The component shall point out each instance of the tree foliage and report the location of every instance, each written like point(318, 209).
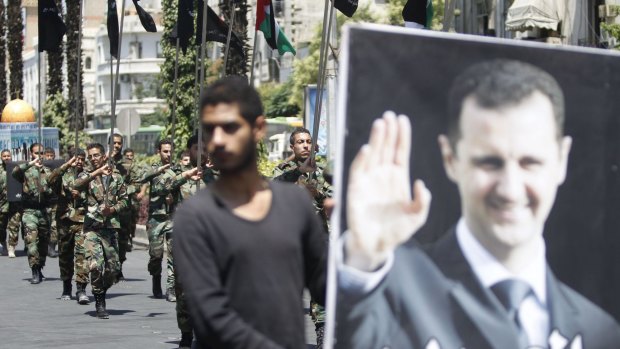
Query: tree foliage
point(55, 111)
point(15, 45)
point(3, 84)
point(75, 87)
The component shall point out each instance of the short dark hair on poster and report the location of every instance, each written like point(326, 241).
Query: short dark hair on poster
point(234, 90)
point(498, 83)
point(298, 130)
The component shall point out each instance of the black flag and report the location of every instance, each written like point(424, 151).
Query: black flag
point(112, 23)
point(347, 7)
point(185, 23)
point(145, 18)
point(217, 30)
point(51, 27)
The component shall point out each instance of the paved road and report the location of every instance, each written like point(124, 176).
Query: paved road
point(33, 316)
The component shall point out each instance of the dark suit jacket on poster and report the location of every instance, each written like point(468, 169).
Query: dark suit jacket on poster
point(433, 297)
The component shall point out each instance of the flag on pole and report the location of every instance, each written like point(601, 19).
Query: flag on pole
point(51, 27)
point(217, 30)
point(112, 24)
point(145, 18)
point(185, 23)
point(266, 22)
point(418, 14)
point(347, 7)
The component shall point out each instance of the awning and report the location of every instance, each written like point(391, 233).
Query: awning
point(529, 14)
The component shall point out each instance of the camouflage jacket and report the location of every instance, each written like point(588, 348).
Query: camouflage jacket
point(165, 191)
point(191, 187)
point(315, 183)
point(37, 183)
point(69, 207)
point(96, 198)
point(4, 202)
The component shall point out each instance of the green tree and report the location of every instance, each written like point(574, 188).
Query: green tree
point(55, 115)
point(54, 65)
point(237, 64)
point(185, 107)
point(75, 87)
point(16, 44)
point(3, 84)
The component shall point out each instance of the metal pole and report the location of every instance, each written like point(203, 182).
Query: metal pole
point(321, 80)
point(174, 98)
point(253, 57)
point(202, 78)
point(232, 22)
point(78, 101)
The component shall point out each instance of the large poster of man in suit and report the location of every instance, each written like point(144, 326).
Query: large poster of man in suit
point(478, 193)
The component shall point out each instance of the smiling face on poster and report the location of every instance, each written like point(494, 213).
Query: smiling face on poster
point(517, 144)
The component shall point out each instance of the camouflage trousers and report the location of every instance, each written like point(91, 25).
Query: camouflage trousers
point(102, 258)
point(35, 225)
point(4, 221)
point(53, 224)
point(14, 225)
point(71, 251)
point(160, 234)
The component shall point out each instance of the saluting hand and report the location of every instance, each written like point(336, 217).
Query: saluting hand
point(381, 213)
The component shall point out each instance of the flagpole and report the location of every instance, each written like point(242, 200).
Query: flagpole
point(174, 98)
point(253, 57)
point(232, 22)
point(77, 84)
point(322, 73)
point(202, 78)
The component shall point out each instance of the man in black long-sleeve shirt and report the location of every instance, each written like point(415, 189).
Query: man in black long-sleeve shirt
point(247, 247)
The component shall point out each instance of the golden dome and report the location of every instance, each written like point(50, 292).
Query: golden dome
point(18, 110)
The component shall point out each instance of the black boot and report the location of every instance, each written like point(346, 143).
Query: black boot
◆ ◆ ◆ ◆
To do
Rename "The component" to "The module" everywhere it occurs in all of the records above. Leave every other line and word unchanged, and omit the pictures from your answer.

Exercise answer
The module shall point out each instance of the tree foliage and report the location of every instance, each written like point(318, 209).
Query: tree foliage
point(55, 111)
point(15, 45)
point(3, 84)
point(75, 87)
The module shall point out each instance of the short dark hair on poster and report the location of every instance, each written like point(326, 241).
Query: short dark hair on poster
point(234, 90)
point(498, 83)
point(298, 130)
The module shall point out each instance of the black flag and report the location of every instance, each written like point(424, 151).
Query: black flag
point(112, 23)
point(347, 7)
point(185, 23)
point(145, 18)
point(217, 30)
point(51, 27)
The module shall point out each instance of the paved road and report the location of every instance, each written like point(124, 176).
Query: paved road
point(33, 316)
The module shall point out each instance of the dark suit jacket on poster and report the location of every instance, each written like point(468, 169).
Query: dark suit jacket on poster
point(433, 297)
The module shall point out each instance of the flag on pole and report the location of every instance, each written like point(601, 19).
Query: flag on pole
point(51, 27)
point(217, 30)
point(112, 24)
point(145, 18)
point(185, 23)
point(266, 22)
point(418, 14)
point(347, 7)
The module shall point out each instance of the awning and report the location of every instance, each written like point(391, 233).
Query: awning
point(529, 14)
The module shall point out each instance of the camouflage jacket and report the location of every instance, each written like point(588, 348).
Query: camouflage jacket
point(165, 191)
point(191, 187)
point(315, 183)
point(37, 183)
point(69, 207)
point(96, 198)
point(4, 202)
The module shall point out each instance of the green tree and report the location of every instance, each written like point(574, 188).
Query: green tree
point(55, 115)
point(54, 65)
point(237, 64)
point(185, 107)
point(75, 87)
point(16, 44)
point(3, 84)
The module shall point out each instance of the metal pole and report the location of every instance, each written like point(203, 182).
Query: metal pole
point(321, 80)
point(174, 98)
point(253, 57)
point(202, 78)
point(232, 22)
point(78, 101)
The module shall point out each instance of the large poster of man in suit and report the location of every instance, each written like point(144, 326).
Query: large poster of man in suit
point(478, 193)
The module shall point out each instance of the smiling face on poster and report the location of every instance, each written like point(494, 213).
Query: smiling face on poster
point(517, 144)
The module shall point out each instance of the camouflage trousers and report the location of every instance, each written like point(91, 25).
Query: camouflage trousers
point(102, 258)
point(35, 225)
point(4, 221)
point(53, 224)
point(14, 225)
point(71, 251)
point(160, 234)
The module shall point out each instance of the saluting hand and report the location of every instance, each written like point(336, 217).
Query: saluting hand
point(381, 213)
The module shall point out each instance of the flagpole and report the location of every instance, each written like point(242, 200).
Query: flagpole
point(174, 98)
point(253, 57)
point(232, 22)
point(77, 84)
point(322, 73)
point(202, 78)
The module shall point out each instance of the man in black long-sleeve shirt and report the location of every instance, each written like point(415, 189).
Query: man in black long-sleeve shirt
point(247, 247)
The module shall point out each instance of the golden dome and report the location of every instance, each written like point(50, 292).
Query: golden dome
point(18, 110)
The module shall point out each instance of the black boot and report the location of every instance, each written like point(346, 143).
Query: black boot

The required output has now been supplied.